▶ EXERCISE OBJECTIVE: Rewrite the rows below, from the line containing "Objective — for the blue" through the end of the rows, shifting each answer coordinate by adding 134 to both of its numbers and keeping every other line unchanged.

▶ GIVEN RECORDS:
*-*-*
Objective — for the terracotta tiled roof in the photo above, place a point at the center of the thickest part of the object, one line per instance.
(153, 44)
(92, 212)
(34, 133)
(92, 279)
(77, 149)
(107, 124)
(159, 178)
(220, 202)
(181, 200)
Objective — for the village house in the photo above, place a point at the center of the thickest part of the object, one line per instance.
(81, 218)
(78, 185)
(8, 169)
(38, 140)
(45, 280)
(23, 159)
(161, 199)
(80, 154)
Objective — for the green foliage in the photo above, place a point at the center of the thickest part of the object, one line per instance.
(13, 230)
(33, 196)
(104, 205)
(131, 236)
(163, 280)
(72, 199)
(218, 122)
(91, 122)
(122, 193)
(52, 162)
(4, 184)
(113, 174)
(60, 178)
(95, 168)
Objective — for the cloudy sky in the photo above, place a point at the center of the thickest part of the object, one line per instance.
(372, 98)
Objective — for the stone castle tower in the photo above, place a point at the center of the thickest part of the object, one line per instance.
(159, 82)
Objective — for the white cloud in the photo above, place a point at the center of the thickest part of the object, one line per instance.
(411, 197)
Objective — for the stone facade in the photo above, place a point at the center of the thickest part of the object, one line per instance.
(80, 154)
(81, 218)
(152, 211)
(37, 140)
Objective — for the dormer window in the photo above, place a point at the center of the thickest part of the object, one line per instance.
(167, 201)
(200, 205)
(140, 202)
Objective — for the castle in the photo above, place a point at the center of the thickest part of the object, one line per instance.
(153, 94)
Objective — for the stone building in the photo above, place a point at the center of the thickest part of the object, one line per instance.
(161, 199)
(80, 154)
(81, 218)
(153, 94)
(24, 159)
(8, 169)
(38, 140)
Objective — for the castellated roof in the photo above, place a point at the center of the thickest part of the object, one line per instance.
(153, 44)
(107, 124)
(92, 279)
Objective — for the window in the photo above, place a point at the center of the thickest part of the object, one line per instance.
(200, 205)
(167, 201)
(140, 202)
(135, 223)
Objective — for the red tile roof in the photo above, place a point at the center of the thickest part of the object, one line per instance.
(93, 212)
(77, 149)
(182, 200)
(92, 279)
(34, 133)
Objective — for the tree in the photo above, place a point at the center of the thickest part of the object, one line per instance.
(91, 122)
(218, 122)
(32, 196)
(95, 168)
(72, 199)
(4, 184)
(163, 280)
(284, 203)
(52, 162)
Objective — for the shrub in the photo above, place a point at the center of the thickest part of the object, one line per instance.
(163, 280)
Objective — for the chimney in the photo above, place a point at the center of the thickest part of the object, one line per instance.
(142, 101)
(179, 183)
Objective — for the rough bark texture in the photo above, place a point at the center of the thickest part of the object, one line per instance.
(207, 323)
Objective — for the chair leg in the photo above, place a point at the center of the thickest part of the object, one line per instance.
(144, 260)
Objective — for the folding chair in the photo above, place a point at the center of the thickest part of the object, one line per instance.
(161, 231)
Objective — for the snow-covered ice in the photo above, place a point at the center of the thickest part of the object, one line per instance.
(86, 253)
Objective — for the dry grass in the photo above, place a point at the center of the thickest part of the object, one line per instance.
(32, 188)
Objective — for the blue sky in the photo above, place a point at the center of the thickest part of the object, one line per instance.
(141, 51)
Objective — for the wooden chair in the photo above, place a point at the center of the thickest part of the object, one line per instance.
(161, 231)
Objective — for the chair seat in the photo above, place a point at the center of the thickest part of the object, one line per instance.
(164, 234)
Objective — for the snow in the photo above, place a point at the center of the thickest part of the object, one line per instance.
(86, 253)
*-*-*
▶ SOLUTION BELOW:
Objective — for the blue sky in the photo above, place a point at the center of the thickest part of the object, one line per instance.
(275, 185)
Objective — for the wooden chair in the photo above, place a point at the center of the thickest part of the object, one line per instance.
(295, 365)
Objective — for the chair seat in the photo above, place a point at the center of the thickest part of the object, one line per instance.
(298, 368)
Objective — for the snow in the photo above, place a point at the center of the thickest part of the object, one line per instance.
(220, 387)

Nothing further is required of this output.